= WHAT NEEDS TO BE DONE =
The line containing "Objective — set a marker on each instance of the residential" marks where to begin; quote it and every line after it through the end of the data, exactly as written.

-- start EXCERPTED RECORDS --

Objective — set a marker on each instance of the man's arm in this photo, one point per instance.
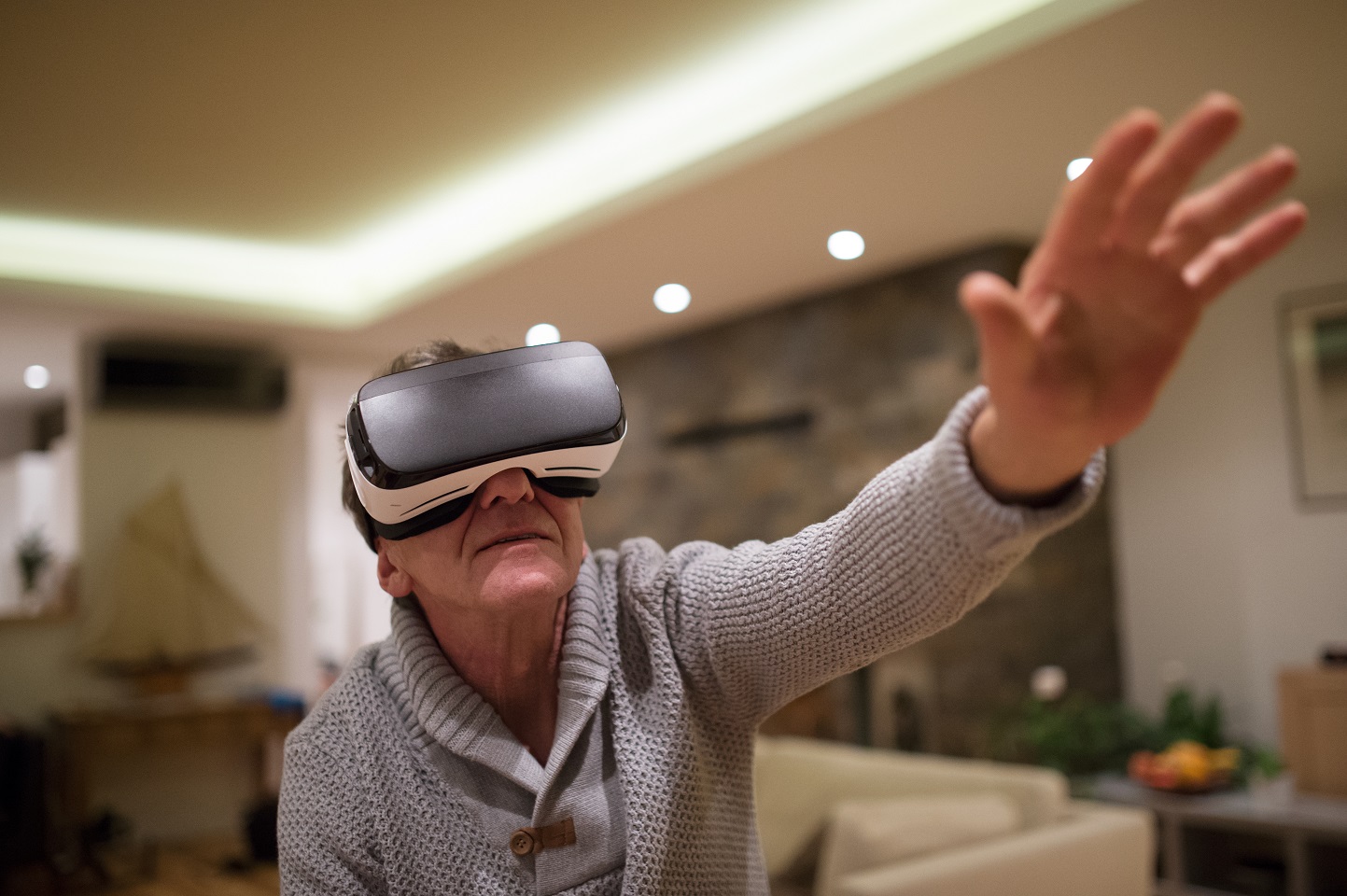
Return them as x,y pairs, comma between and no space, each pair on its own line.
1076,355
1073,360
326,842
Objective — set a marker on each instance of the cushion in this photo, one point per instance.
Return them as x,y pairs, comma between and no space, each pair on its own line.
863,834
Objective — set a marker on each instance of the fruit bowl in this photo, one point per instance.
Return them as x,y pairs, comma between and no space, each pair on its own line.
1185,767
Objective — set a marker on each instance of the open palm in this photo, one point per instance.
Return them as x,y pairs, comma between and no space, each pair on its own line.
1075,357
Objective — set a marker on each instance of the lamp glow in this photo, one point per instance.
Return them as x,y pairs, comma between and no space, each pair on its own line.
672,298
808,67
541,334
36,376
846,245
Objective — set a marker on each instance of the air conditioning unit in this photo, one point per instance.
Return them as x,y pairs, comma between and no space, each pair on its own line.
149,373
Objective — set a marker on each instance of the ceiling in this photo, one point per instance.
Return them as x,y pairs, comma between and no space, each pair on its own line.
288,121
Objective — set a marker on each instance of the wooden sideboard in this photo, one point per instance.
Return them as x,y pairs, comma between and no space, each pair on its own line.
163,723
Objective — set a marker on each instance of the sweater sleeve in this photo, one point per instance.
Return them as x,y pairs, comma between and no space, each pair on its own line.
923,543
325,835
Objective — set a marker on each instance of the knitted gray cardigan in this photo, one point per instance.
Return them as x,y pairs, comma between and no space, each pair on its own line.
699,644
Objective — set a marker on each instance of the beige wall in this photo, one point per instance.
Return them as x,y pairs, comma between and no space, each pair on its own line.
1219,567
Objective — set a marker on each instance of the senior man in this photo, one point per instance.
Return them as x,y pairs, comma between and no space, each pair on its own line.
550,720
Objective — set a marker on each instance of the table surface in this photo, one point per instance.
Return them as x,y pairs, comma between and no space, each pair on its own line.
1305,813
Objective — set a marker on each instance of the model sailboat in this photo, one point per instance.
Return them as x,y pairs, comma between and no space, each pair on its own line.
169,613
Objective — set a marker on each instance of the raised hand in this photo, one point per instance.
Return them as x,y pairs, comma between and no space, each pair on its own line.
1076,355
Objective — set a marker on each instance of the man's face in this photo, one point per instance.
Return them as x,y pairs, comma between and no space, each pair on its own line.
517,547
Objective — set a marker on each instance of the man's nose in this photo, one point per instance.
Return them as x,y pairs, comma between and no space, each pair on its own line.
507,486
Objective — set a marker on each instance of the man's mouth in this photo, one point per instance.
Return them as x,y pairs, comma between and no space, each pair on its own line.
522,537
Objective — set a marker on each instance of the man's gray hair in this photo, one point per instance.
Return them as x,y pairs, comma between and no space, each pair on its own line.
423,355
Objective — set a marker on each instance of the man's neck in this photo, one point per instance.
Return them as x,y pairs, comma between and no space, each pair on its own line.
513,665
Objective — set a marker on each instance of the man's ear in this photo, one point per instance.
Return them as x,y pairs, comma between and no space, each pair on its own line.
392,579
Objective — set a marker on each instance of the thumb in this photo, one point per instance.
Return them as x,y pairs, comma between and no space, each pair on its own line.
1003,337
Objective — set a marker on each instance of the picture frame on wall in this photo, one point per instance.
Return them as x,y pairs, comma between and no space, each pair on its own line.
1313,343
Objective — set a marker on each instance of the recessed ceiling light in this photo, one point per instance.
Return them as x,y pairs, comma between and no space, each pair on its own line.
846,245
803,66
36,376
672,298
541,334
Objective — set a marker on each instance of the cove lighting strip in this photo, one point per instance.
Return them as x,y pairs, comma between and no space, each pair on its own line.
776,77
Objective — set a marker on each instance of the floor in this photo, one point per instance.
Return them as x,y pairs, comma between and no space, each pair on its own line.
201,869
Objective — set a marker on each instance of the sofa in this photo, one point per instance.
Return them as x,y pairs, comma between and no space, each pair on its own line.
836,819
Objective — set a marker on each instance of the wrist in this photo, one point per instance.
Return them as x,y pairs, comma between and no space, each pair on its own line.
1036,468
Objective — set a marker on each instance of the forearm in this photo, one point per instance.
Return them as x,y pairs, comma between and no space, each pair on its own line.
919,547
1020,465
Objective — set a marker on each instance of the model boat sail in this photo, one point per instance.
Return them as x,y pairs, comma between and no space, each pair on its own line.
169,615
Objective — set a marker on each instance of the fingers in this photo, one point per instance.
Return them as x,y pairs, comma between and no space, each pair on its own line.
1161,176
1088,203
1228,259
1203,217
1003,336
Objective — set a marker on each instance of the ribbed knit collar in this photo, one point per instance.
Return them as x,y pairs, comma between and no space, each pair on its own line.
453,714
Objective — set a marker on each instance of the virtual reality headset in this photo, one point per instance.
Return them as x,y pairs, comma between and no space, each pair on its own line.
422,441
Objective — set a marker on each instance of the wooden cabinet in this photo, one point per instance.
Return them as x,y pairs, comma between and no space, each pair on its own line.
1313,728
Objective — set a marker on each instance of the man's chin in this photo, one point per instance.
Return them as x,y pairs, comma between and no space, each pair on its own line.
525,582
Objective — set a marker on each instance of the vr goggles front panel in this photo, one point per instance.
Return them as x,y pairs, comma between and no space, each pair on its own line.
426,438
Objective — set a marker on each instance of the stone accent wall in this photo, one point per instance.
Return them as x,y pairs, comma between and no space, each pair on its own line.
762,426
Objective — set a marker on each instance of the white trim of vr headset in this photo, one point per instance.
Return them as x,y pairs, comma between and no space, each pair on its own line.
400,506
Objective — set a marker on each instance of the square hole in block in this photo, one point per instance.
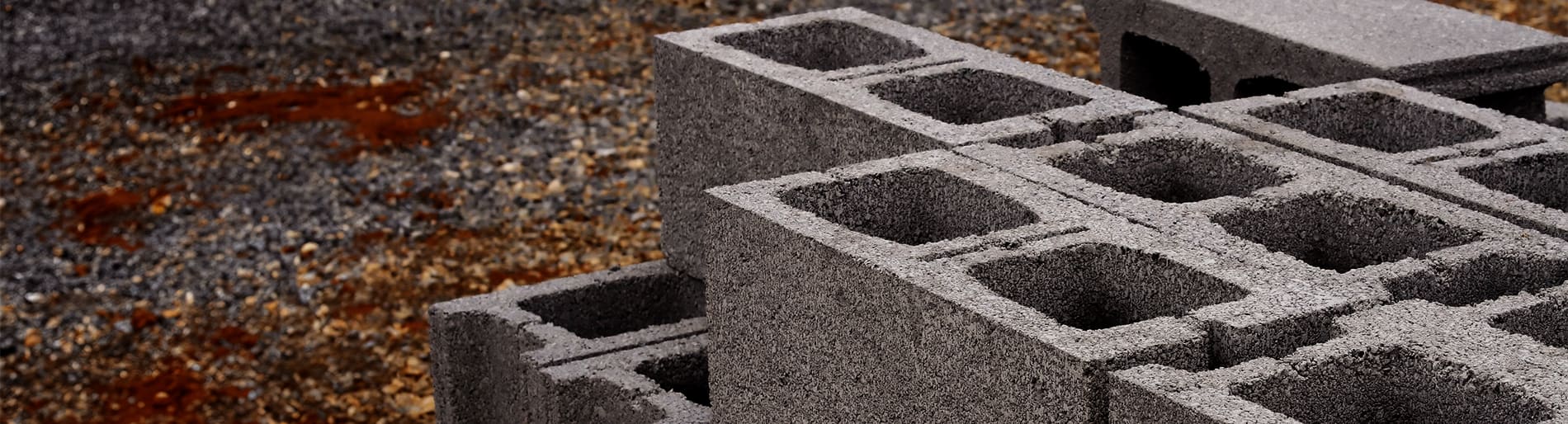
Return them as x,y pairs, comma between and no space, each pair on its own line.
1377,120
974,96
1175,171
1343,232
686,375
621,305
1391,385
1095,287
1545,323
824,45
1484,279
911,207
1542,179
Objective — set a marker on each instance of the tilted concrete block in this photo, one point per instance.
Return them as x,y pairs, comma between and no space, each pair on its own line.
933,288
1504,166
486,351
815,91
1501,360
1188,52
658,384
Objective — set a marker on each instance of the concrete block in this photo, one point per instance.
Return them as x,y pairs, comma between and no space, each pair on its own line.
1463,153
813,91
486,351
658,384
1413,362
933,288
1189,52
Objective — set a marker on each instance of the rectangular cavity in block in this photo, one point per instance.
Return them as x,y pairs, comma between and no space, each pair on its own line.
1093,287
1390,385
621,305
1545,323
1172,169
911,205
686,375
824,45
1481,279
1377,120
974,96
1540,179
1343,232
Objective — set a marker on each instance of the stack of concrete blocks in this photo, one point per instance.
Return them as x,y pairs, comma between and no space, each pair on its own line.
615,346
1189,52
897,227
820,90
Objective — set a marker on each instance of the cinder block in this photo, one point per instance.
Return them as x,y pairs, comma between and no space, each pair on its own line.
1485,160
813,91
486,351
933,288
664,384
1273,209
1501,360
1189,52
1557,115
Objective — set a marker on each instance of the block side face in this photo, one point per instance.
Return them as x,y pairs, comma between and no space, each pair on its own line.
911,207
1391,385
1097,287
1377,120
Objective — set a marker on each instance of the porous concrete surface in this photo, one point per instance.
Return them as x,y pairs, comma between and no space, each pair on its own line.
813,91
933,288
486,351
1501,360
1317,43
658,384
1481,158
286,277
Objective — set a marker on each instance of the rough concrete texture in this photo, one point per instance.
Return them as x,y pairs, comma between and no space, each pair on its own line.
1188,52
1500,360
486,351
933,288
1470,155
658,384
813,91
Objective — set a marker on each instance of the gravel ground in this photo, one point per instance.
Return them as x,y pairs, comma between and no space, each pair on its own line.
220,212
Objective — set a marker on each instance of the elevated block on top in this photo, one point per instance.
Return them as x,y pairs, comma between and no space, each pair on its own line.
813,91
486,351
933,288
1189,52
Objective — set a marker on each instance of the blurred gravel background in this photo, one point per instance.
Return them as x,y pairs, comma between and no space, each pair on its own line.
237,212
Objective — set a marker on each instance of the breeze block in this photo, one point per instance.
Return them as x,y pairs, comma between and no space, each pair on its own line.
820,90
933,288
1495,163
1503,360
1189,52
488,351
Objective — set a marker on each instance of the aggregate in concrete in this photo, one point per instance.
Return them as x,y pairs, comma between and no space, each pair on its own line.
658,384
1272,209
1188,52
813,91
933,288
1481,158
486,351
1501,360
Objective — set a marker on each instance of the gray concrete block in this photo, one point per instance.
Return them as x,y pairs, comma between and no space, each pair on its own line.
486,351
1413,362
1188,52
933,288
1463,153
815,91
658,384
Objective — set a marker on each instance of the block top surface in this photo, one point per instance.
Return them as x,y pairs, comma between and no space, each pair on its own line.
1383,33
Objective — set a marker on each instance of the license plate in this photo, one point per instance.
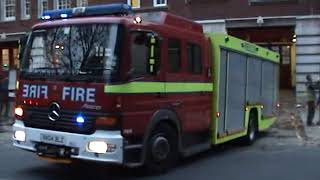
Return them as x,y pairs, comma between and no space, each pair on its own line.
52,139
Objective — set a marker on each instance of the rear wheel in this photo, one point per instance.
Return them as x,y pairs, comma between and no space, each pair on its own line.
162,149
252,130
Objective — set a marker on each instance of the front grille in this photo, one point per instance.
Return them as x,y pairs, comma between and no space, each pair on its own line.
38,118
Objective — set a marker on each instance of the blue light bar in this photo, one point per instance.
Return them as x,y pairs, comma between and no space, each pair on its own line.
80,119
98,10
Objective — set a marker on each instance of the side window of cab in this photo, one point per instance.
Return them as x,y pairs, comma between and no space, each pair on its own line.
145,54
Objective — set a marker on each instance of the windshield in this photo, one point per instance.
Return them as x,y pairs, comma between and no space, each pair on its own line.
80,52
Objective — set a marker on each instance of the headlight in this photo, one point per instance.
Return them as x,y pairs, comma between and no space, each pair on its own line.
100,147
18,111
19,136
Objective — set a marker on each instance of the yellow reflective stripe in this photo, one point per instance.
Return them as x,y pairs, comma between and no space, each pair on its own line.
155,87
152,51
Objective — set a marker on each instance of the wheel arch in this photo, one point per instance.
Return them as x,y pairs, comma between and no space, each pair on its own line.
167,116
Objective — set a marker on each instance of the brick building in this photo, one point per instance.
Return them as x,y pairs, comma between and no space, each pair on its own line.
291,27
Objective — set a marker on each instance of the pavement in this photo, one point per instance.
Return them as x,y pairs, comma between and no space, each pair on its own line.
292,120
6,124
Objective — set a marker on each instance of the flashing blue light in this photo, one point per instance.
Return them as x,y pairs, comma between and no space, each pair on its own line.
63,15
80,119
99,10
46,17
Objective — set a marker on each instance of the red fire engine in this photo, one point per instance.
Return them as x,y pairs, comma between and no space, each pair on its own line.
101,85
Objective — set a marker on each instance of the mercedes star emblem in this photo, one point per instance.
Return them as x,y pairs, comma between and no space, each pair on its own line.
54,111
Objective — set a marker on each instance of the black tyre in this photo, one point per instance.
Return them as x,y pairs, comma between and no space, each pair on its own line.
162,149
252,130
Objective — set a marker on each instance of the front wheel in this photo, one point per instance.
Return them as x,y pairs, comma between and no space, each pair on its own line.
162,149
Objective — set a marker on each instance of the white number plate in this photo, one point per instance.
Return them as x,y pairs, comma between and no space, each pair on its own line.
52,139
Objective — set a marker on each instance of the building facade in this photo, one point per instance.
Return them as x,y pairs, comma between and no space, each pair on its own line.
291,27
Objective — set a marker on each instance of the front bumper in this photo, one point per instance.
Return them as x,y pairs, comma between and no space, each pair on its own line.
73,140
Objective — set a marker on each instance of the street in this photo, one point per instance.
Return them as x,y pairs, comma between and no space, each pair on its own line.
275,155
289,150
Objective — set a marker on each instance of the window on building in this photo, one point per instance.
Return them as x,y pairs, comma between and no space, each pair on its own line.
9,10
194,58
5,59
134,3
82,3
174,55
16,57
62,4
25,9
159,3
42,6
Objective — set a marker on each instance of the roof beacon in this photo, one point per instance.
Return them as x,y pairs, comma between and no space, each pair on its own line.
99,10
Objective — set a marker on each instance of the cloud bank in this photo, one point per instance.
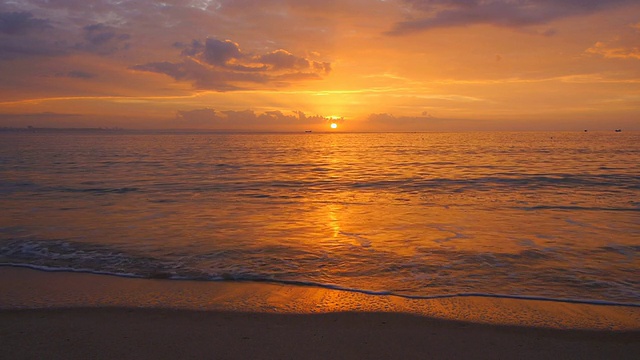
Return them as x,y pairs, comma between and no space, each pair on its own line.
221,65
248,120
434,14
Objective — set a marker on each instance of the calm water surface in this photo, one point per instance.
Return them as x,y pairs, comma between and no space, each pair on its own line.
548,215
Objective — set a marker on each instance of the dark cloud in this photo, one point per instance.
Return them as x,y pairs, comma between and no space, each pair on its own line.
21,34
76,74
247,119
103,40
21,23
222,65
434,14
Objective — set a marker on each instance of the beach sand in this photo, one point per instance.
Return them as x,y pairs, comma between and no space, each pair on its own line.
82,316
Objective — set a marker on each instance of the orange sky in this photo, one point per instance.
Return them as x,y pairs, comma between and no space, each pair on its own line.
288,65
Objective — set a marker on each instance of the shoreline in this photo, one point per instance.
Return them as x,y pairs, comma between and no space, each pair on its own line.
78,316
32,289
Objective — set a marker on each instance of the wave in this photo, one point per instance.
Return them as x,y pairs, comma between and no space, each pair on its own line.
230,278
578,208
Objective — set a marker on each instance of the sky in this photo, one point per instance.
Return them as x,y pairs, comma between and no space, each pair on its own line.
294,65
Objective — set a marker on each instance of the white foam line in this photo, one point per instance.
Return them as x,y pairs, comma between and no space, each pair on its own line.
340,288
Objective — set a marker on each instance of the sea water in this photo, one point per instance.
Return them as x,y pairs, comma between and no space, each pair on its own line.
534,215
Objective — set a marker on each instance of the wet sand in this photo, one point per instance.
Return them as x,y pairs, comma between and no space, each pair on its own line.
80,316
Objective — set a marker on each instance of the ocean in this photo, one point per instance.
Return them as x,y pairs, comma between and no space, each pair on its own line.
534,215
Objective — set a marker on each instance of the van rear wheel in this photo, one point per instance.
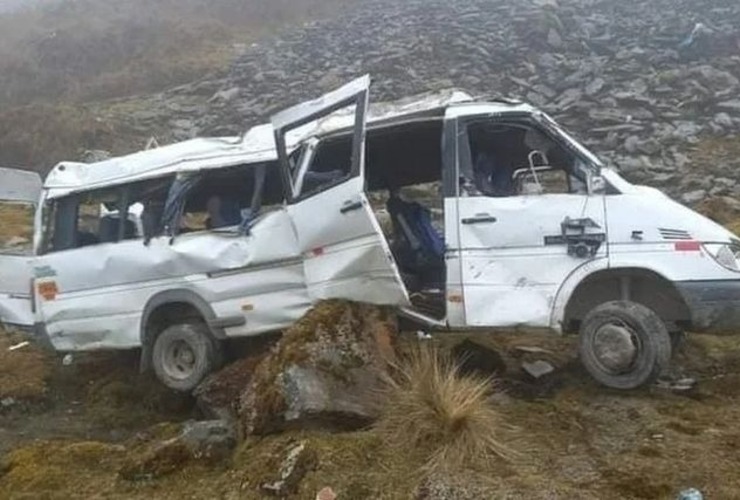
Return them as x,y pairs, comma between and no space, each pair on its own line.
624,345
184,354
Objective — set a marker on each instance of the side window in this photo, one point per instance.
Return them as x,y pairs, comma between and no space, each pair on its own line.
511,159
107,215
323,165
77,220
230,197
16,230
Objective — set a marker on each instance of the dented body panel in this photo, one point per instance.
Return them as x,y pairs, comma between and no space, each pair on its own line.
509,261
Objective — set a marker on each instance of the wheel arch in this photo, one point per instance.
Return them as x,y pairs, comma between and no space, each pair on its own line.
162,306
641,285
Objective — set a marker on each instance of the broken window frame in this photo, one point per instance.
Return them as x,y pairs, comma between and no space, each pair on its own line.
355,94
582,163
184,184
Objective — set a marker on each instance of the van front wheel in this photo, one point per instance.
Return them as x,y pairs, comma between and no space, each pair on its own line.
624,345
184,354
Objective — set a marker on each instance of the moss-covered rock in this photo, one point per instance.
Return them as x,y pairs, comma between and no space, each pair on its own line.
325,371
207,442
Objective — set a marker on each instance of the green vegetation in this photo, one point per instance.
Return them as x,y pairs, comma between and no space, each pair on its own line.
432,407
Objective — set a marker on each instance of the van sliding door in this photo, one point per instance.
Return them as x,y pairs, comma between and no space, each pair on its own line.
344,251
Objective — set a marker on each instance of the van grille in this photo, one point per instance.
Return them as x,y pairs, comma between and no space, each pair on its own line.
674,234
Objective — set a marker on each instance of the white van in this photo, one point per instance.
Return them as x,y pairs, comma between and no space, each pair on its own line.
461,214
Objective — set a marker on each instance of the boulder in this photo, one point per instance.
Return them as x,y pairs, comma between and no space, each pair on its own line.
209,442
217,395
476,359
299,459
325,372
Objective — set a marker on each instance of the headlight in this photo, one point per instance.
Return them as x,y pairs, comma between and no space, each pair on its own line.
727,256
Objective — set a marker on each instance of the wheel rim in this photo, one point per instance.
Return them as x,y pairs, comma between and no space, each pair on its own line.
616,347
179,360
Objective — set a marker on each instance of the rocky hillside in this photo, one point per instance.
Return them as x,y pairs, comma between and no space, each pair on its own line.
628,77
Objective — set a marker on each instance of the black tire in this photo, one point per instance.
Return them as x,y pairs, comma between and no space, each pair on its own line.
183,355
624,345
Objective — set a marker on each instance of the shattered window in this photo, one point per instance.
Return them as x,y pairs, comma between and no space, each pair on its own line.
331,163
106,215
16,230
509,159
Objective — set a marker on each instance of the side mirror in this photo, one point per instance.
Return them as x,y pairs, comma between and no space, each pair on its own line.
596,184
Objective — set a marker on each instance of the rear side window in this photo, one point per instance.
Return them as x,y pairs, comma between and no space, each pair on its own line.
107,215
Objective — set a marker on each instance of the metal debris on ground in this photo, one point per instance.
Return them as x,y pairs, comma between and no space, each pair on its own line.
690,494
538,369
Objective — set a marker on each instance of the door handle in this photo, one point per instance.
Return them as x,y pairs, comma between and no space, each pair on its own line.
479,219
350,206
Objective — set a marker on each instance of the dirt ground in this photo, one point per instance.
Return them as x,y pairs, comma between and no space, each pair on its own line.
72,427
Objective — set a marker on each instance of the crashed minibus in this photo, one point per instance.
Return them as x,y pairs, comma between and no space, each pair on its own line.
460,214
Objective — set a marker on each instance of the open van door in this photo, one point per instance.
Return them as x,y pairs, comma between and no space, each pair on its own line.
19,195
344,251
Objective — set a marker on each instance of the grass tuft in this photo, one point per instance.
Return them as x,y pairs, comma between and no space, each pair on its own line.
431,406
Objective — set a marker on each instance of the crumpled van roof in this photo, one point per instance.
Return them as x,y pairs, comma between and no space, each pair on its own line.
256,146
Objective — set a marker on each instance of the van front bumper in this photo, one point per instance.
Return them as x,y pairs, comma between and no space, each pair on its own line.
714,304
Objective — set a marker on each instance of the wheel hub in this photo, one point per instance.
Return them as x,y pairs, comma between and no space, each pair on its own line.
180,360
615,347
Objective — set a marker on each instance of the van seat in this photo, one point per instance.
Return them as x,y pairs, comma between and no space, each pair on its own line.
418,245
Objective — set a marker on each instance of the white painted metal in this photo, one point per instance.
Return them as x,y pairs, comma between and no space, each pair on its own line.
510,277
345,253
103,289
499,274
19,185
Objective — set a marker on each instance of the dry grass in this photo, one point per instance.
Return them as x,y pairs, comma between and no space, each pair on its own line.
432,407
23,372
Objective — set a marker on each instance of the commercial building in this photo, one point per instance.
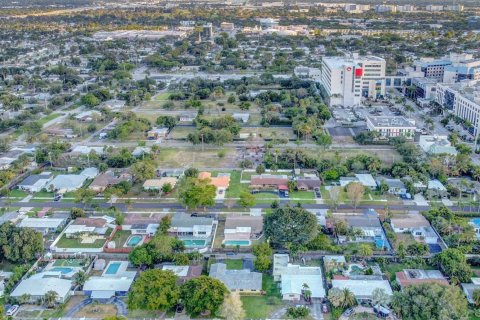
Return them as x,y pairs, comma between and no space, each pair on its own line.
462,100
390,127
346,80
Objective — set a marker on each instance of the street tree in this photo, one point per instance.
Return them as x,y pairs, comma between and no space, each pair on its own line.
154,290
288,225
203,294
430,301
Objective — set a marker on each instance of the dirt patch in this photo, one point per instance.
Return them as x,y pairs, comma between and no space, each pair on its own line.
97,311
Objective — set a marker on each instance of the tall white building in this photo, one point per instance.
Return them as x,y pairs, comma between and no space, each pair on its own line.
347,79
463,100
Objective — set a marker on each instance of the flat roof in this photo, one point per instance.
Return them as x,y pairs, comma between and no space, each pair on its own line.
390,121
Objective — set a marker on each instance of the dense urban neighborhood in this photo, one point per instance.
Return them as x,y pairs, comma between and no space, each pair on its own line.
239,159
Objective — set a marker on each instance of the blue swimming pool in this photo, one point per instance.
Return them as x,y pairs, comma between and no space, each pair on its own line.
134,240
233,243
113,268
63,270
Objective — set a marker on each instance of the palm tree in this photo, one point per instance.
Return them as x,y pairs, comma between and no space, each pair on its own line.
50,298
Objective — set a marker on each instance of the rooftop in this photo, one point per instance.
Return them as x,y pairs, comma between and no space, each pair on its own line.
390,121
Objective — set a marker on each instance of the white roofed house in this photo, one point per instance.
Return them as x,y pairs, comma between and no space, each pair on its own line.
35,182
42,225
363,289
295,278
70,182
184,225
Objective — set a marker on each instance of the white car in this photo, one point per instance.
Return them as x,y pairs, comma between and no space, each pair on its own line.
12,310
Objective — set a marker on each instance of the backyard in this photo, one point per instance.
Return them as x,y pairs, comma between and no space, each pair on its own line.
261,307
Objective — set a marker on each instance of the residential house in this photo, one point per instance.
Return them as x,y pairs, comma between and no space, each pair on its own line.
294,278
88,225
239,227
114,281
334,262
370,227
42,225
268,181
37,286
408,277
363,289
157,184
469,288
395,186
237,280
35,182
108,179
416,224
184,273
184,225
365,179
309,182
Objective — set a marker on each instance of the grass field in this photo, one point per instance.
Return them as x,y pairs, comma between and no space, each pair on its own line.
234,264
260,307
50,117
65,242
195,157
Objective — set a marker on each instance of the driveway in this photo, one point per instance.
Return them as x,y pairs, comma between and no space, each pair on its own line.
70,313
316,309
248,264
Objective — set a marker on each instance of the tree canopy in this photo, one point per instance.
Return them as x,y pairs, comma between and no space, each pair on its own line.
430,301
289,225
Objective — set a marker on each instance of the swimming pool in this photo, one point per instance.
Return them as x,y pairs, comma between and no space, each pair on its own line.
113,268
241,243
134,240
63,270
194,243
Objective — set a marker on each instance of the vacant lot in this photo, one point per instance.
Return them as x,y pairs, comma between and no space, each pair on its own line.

-- end EXCERPTED RECORDS --

= THE COMPLETED TASK =
Objective — set a marker on each instance of the residential house in this photo, one point per instance.
Return them as x,y pairs, comma between and no space, each pair on its own line.
294,278
88,225
239,227
114,281
334,262
370,227
42,225
268,181
37,286
408,277
363,289
157,184
469,288
395,186
237,280
35,182
108,179
416,224
184,273
184,225
365,179
309,182
Objective — set a marker on each instance of the grass field in this photo, one point per instance.
Return them as x,y pairs, comma between and no space, each pair on its own line.
234,264
260,307
50,117
65,242
195,157
Objective — set a marker on each instance of the driveway in this photo, one point per instance.
Return them as x,y pairs, comma between and no space, each pair on its own line.
70,313
316,309
248,264
Objective — set a marker on each instance of the tree canopy in this photo, one point per instance.
Return them as x,y pairs, comma between and no space, each pair on its own line.
430,301
289,225
Objective — set a marker on each instance of the swimming pool in this photo, one point per instance.
Return them as x,y pairs, comma between and no space, each pair on its own line.
113,268
241,243
134,240
63,270
194,243
Objective — set a marker on each instance of the vacant lot in this photo, one point per instance.
Return them as x,y pairs, comma between and no space, each pair on its own line.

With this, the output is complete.